> **Extracted text**
We would like her to leave on a good note, but when we feel so disconnected with her we are not sure that will happen. What can we do to resurrect our relationship with our daughter and ensure good times with her once she is back on her own?

A: I have no doubt that what you see and feel when you work with your daughter around the house is frustrating. The problem is that you are hoping that she will recover emotionally and be the same girl she was years ago. But she is not the same girl. If nothing else, the trauma from the accident is likely having a permanent effect on her emotional well-being.

Add that to the precarious situation she was in while the medical team was attempting to help her recover in the hospital and the emotions she likely felt when she realized that one of her friends died in the truck.

If you want to continue to have a reasonable relationship with your daughter, you would do well to start over. Treat her for what she is, an unknown person to you and your husband.

You have to put aside all of those hopes and expectations you had for her years ago and, with her, reformulate your relationship. It is a momentous task. You would be wise to work with some of the personal counsellors attached to her rehabilitation unit and ask them to help you reconstruct your parent-child relationship.

To help you with this process, you and your husband might consider spending time alone with each other, to cry and grieve the part of your daughter that disappeared in the accident.

You need the right to feel sad, to let go of whatever guilt you are having, and to be proud of whatever good times the three of you had when she was growing up.

There are likely good memories there, but now it is time to let go of them and give all three of you the chance to learn about each other all over again. And what an exciting time this could be.

> **Supplied material**

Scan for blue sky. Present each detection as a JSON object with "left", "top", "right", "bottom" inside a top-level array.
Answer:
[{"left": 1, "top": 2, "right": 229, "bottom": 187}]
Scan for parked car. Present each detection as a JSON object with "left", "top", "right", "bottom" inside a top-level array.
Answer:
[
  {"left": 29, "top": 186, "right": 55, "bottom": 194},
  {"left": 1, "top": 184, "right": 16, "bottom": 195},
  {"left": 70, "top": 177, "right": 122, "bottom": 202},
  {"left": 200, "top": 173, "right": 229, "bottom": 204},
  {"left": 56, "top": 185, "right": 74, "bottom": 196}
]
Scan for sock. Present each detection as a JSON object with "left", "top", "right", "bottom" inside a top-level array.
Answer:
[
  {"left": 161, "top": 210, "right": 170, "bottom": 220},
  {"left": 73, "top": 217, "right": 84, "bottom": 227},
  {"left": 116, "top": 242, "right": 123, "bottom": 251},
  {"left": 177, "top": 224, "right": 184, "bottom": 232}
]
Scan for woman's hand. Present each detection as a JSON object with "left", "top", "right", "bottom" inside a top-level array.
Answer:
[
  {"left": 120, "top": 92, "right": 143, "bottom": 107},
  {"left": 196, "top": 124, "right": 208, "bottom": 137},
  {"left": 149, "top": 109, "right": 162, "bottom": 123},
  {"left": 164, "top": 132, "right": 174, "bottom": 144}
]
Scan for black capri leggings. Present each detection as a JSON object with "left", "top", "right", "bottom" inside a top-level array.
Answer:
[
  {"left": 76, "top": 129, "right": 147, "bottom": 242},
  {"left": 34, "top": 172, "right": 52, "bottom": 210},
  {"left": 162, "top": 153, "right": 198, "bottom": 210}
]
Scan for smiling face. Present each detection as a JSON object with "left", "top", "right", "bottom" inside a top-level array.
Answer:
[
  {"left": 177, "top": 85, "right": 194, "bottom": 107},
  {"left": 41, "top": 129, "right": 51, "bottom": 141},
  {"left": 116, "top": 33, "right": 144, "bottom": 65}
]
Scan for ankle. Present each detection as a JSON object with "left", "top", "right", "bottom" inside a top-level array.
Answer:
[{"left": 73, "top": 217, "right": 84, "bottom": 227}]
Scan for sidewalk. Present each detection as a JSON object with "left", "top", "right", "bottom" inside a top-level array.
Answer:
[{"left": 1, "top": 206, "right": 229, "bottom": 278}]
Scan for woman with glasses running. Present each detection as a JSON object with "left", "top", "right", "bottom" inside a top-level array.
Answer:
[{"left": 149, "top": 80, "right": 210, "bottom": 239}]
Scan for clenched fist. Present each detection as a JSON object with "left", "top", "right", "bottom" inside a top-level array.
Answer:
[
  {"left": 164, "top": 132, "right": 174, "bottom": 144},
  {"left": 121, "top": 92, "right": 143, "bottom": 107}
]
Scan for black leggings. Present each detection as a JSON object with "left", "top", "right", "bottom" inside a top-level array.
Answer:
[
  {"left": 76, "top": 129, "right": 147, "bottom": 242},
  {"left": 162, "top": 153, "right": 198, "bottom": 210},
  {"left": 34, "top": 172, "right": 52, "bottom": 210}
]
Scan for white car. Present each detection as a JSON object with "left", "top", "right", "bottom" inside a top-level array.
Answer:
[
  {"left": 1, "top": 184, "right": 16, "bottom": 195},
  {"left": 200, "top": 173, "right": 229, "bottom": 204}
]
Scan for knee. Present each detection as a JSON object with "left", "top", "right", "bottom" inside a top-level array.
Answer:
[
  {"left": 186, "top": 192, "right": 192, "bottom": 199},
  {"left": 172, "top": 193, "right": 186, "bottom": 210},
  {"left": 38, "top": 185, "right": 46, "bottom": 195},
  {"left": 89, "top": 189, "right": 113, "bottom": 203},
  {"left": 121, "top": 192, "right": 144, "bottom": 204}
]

> **What you will do**
**a.** Answer each question from the advice column.
(i) What does it say is likely having a permanent effect on the daughter's emotional well-being?
(ii) With whom does it advise the parents to work to reconstruct the parent-child relationship?
(iii) What does it suggest the parents might do while spending time alone with each other?
**b.** According to the advice column, why should the parents start over and treat their daughter as an unknown person?

> **Task answers**
**a.**
(i) The trauma from the accident.
(ii) The personal counsellors attached to the daughter's rehabilitation unit.
(iii) Cry and grieve the part of their daughter that disappeared in the accident.

**b.** She is no longer the same girl she was years ago. The trauma from the accident is likely having a permanent effect on her emotional well-being, and the precarious hospital stay and the death of one of her friends in the truck add to it. Starting over is the way to keep a reasonable relationship with her.